◆ **Exercise prompt**
Copy the entries again, starting at the line containing "Label every out" and ending after the line containing "890;428;1024;642". Swap "flower" for "blossom", leave everything else unchanged, and omit the pictures.

◆ **Extracted data**
'''

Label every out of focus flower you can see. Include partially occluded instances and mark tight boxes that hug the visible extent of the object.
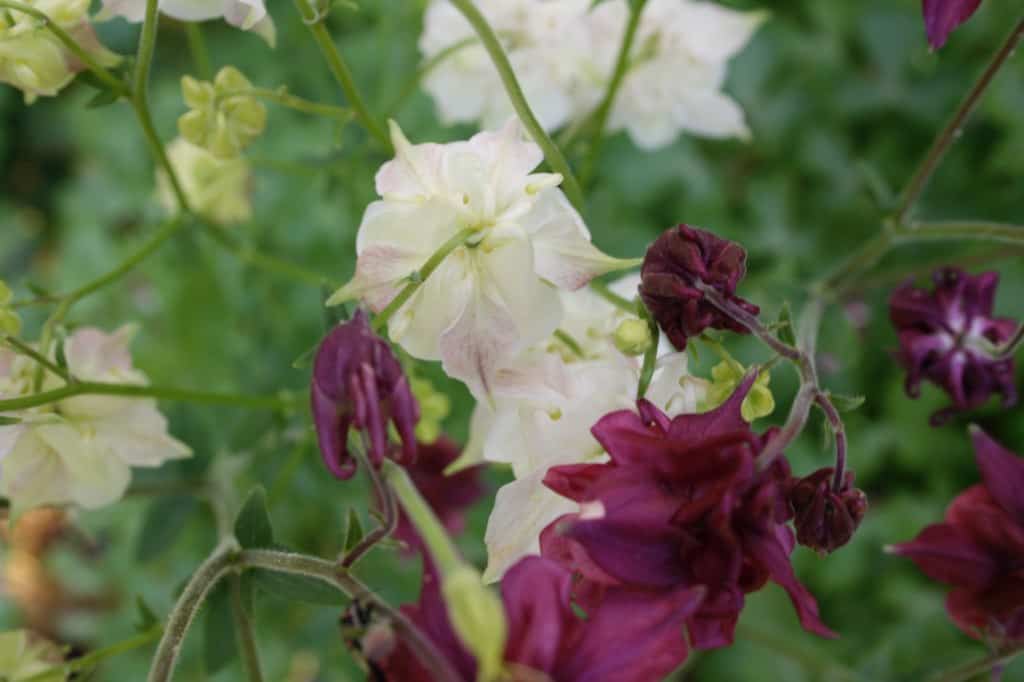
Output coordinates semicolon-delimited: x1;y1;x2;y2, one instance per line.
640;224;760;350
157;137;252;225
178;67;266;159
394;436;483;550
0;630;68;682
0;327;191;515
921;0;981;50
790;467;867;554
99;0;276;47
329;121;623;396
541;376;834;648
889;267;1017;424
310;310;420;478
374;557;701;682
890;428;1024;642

'''
'''

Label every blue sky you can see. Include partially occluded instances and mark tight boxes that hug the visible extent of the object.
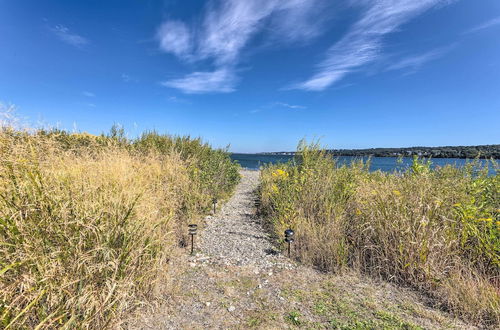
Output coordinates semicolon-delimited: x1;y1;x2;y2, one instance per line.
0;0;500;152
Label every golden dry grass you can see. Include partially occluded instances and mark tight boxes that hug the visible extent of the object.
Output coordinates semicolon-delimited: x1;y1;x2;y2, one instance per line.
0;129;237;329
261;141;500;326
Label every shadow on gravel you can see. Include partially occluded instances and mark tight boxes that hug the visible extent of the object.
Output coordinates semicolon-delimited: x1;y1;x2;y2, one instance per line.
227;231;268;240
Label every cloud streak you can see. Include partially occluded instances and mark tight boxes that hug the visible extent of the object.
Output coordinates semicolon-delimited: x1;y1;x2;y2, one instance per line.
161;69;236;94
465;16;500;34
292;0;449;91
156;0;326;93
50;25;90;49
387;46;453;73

'''

◆ **Exercise response**
Label every out of focus blossom you can see. Include partially occluded instances and mark tight boxes that hug the visible extent of the object.
Output coordinates semicolon-delimited: x1;y1;x2;y2, one instance per line.
640;224;760;350
157;137;252;225
178;67;266;159
394;436;483;550
0;630;68;682
0;327;191;515
921;0;981;50
790;467;867;554
99;0;276;47
329;121;623;396
541;376;834;648
889;267;1017;424
310;310;420;478
374;557;701;682
890;428;1024;642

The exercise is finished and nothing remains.